Source text:

Server runtime#

The server-runtime/ package hosts the XR-Media-Hub — the single process clients connect to and agents fan out from. It owns the internal LiveKit transport, the shared-memory + ZMQ IPC boundary to agents, the per-participant return path, and the same-origin wss:// proxy that fronts LiveKit signaling.

It runs as one process:

uv run xr_media_hub                       # auto-discovers ./xr_media_hub.yaml
uv run xr_media_hub --config path.yaml    # explicit config
python -m xr_media_hub                    # equivalent module form

Configuration comes from a xr_media_hub.yaml file (defaults are used when none is found). server-runtime/xr_media_hub.yaml is the reference copy documenting every field; each sample ships its own copy under its yaml/ directory. Relative paths inside the YAML (such as web_client_dir) resolve against the YAML file’s own directory, not the working directory.

For where the hub sits in the wider system, refer to Architecture.

XR-Media-Hub#

The hub is one hub, many clients, many agents. A single instance fans the inbound media stream out to every connected agent and routes any return traffic back to the originating client only.

On startup, __main__.py constructs a HubEndpoint (the IPC server), registers hub-local callbacks (on_frame, on_audio, on_data, on_participant), loads the configuration, and brings up the LiveKitConnector. The hub task and the connector task then run concurrently until SIGINT / SIGTERM. A periodic stats loop logs per-participant video, audio, and data rates.

Dataset excerpt:

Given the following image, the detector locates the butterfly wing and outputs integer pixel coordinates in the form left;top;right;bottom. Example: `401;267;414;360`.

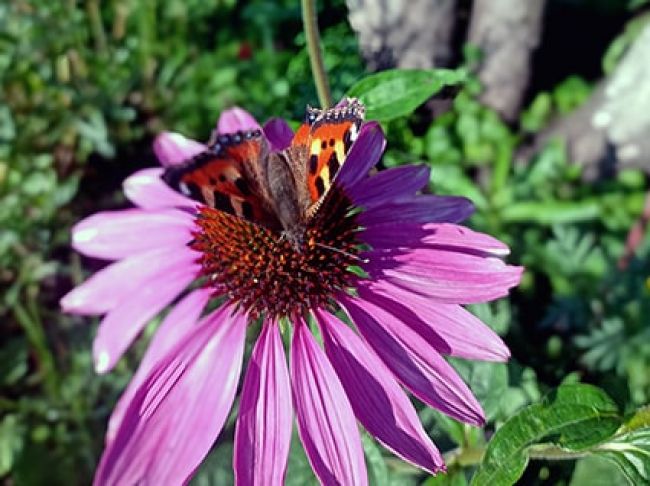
292;98;365;205
162;130;273;223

To be done:
1 – Check statements (a), (b) and (c) against the server runtime page. For each, answer yes or no and quote the words of the page that decide it.
(a) Relative paths inside the YAML resolve against the working directory.
(b) The hub routes return traffic back to every connected client.
(c) The hub periodically logs per-participant video, audio, and data rates.
2 – Write the next part of the server runtime page, starting after its final sentence.

Per-task outputs:
1 –
(a) No: "resolve against the YAML file’s own directory, not the working directory."
(b) No: "routes any return traffic back to the originating client only."
(c) Yes: "A periodic stats loop logs per-participant video, audio, and data rates."

2 –
Isolation contract#

The hub is not a routing switch between participants. There is no supported path for participant A’s media or data to reach participant B. The only supported flow is:

participant → hub → consumer (agent) → hub → same participant

This is enforced at several layers:

  • send_return_audio, send_return_data, and send_return_audio_flush validate that the target participant is currently connected; messages for unknown participants are dropped with a warning.

  • Return-traffic topics (return_audio.*, return_audio_flush.*, return_data.*) are connector-only — an agent’s default subscription excludes them.

  • On the LiveKit side, return audio is published as one track per participant with subscribe permissions restricted to that participant, and return data is addressed with destination_identities (refer to the per-participant return path).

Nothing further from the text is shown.